[PROMPT] Please output each entry exactly as it appears.

[DATASET ENTRIES]
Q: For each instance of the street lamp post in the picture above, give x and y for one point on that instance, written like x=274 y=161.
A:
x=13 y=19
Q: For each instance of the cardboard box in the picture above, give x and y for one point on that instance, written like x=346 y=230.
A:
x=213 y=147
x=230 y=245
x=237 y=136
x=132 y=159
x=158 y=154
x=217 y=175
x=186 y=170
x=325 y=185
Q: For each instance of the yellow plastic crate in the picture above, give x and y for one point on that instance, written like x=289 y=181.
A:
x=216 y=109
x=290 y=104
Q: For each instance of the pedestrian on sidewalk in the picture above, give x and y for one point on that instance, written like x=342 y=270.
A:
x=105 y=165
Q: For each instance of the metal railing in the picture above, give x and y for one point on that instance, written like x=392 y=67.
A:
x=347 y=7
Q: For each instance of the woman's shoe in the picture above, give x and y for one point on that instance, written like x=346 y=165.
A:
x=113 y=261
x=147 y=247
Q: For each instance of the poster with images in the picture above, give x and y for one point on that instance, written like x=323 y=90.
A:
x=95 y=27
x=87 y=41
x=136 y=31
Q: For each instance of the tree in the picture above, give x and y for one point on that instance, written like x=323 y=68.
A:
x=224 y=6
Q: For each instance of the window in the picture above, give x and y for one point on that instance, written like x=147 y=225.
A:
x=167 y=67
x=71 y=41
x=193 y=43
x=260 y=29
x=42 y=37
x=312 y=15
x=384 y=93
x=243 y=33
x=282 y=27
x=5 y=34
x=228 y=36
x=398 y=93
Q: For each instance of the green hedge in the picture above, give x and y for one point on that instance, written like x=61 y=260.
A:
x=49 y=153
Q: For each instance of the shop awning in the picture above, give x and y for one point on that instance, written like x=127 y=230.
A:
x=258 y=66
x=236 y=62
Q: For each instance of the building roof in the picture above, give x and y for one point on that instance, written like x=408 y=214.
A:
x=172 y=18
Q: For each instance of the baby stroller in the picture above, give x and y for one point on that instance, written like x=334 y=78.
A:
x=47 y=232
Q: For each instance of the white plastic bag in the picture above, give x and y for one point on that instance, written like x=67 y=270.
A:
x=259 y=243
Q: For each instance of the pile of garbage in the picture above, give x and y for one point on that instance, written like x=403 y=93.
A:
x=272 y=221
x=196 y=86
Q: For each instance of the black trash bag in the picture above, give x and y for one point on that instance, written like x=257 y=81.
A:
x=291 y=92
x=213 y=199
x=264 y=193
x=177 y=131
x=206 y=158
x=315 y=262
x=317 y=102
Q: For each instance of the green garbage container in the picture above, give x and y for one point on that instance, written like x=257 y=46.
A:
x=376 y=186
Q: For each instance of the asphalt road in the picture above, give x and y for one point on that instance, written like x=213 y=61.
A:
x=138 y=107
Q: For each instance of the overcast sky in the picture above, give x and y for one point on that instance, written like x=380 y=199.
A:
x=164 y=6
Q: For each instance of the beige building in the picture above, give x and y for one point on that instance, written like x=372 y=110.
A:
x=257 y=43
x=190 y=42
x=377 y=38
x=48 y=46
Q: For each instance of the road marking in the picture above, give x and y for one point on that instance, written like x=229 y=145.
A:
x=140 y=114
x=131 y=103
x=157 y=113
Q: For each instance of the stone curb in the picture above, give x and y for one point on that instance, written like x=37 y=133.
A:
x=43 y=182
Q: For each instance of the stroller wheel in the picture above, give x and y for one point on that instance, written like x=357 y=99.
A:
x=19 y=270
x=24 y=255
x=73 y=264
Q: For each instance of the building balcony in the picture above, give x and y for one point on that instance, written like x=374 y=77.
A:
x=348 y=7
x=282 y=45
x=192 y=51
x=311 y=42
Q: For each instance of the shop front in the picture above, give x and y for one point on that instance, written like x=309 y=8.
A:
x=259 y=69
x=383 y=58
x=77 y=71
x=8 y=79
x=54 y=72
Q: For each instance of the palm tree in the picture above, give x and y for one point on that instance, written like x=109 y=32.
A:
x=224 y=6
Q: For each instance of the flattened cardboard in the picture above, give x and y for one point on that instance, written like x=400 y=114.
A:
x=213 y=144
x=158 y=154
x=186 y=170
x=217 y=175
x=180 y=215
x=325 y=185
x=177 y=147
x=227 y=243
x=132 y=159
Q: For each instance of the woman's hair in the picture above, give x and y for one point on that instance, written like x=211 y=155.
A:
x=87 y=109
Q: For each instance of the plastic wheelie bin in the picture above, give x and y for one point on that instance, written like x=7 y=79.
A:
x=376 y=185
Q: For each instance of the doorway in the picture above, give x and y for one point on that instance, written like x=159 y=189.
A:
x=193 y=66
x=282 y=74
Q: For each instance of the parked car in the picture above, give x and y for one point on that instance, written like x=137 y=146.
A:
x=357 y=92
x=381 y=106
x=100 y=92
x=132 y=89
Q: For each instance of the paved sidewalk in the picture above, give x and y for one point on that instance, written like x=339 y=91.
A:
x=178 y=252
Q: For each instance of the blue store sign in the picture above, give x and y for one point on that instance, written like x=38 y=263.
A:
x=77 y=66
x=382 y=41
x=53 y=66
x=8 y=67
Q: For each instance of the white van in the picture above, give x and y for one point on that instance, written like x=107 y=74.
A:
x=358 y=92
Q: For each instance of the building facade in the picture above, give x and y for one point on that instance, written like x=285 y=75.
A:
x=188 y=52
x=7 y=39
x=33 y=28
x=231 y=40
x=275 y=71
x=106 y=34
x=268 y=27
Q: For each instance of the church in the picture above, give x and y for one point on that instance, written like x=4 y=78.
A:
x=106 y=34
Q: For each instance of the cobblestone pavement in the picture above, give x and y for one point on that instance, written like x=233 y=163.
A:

[ANSWER AREA]
Q: For each instance of the street lamp post in the picture above, give x and y for one point on that instance, written like x=274 y=161.
A:
x=13 y=19
Q: For each instance of the cardboard box in the picture above, give x and y for one point on that instance, written like x=346 y=230.
A:
x=213 y=147
x=230 y=245
x=237 y=136
x=132 y=159
x=158 y=154
x=217 y=175
x=186 y=170
x=325 y=185
Q: For each instance of the yellow plastic crate in the picture above, give x and y for one point on that instance, written like x=289 y=181.
A:
x=216 y=109
x=290 y=104
Q: For each instance of the pedestrian on sidewalk in the picture above, give x and y for one point on that instance, written like x=342 y=270.
A:
x=105 y=165
Q: For each instance of the metal railing in the picture above, give x and y for one point on that instance, written like x=392 y=67.
A:
x=347 y=7
Q: For each instance of the woman's shoe in the picture above, give x and y for one point on that instance, written like x=346 y=165.
A:
x=113 y=261
x=147 y=247
Q: For each instance of the poster with images in the picture above, give x and y for one point on that instance, written like x=323 y=90.
A:
x=95 y=27
x=87 y=41
x=136 y=31
Q: For each instance of the tree in the picture above, give x and y for one point on that instance, written like x=323 y=68.
A:
x=224 y=6
Q: For each instance of the window in the picture above, give x and y for one point on that instance, written like x=147 y=225.
A:
x=167 y=67
x=71 y=41
x=193 y=43
x=260 y=29
x=42 y=37
x=312 y=15
x=384 y=93
x=243 y=33
x=282 y=27
x=5 y=34
x=228 y=36
x=398 y=93
Q: For each instance of the green hedge in the picture above, give x and y for one point on that instance, written like x=61 y=260.
A:
x=49 y=153
Q: For each instance of the shop awning in the picture above, give x and y for one point on that instance, written like x=127 y=230.
A:
x=258 y=66
x=236 y=62
Q: For each instance of the building roof in the picture above, give x and y for one point on that instance, written like x=408 y=214.
A:
x=172 y=18
Q: For each instance of the baby stroller in the picture above, give x and y for one point on that instance, written like x=334 y=78.
A:
x=47 y=232
Q: For each instance of the white plastic bag in the picture above, give x and y for one point on that instance, written like x=67 y=270.
A:
x=259 y=243
Q: For each instance of the pile of garbage in the picture above, give x and y for one point on that instance, written like x=403 y=93.
A:
x=272 y=221
x=196 y=86
Q: For each instance of the black trash bag in the picture above, give x and y for one point on that instance, written like x=257 y=81.
A:
x=291 y=92
x=213 y=199
x=264 y=193
x=177 y=131
x=206 y=158
x=315 y=262
x=317 y=102
Q: For each instance of the green garbage container in the picture above, give x and y for one point on that instance, written like x=257 y=46.
A:
x=376 y=186
Q: For each instance of the asphalt road in the picture above, give x and y for one point on that instance, written like x=213 y=61.
A:
x=138 y=107
Q: For each instance of the overcast sky in the picture above, give x and y for one point on that instance, written like x=380 y=199.
A:
x=164 y=6
Q: For each instance of the beige building in the picture above, give x and y for one point on that instance, written like x=372 y=110.
A:
x=257 y=43
x=190 y=42
x=377 y=38
x=48 y=46
Q: For each instance of the road marking in the picture above, give x and y for one point on that instance, written like x=229 y=145.
A:
x=140 y=114
x=131 y=103
x=157 y=113
Q: For each instance of the stone curb in the picture above, give x and y for one point on that instance, written like x=37 y=133.
A:
x=43 y=182
Q: For each instance of the stroller wheel in the picture above, give x and y for one point on that instance, written like x=357 y=99.
A:
x=19 y=270
x=24 y=255
x=73 y=264
Q: For each instance of the building balcony in the picture above, give x and y for one point on that instance, written like x=374 y=77.
A:
x=348 y=7
x=282 y=45
x=192 y=51
x=311 y=42
Q: For each instance of the shop front in the picture above, give x and y for one point on that instance, written like x=309 y=8.
A:
x=259 y=69
x=383 y=58
x=77 y=71
x=8 y=79
x=54 y=72
Q: For each instance of the palm tree in the picture above, give x and y for one point on that instance, written like x=109 y=32.
A:
x=224 y=6
Q: For each instance of the flattened cardboard in the picture above, give x and y for one point on that instance, written like x=400 y=114.
A:
x=213 y=144
x=158 y=154
x=186 y=170
x=217 y=175
x=180 y=215
x=325 y=185
x=177 y=147
x=227 y=243
x=132 y=159
Q: For each instance of the woman's hair in the picture above, give x and y for one point on that instance, written like x=211 y=155.
A:
x=87 y=109
Q: For each instance of the plastic wheelie bin in the picture above, give x and y for one point on that instance, written like x=7 y=79.
A:
x=376 y=185
Q: For each instance of the doorway in the picture above, give x and y for one point on that instance, written like x=159 y=189.
A:
x=193 y=66
x=282 y=74
Q: For each instance of the parked car in the picture above, give x and y for one point on that instance, written like x=137 y=146.
A:
x=357 y=92
x=381 y=106
x=100 y=92
x=132 y=89
Q: For each instance of the paved sidewalk in the picture above, give x and y for one point on that instance, written like x=339 y=91.
A:
x=178 y=252
Q: For each instance of the blue store sign in the picture above, give x and y for one point on that instance, written like x=38 y=263.
A:
x=77 y=66
x=382 y=41
x=53 y=66
x=8 y=67
Q: For each instance of the white van in the picture above, give x and y for one point on that instance, written like x=107 y=74.
A:
x=358 y=92
Q: For each instance of the building facade in the picture above, give x and y for one point on that instance, written like x=285 y=75.
A:
x=188 y=52
x=7 y=39
x=33 y=28
x=231 y=40
x=275 y=71
x=106 y=34
x=268 y=27
Q: For each instance of the church in the picture above, give x and y for one point on that instance, written like x=4 y=78.
A:
x=106 y=34
Q: For each instance of the cobblestone pavement in the picture above, give x and y for one point on that instance, written like x=233 y=163.
A:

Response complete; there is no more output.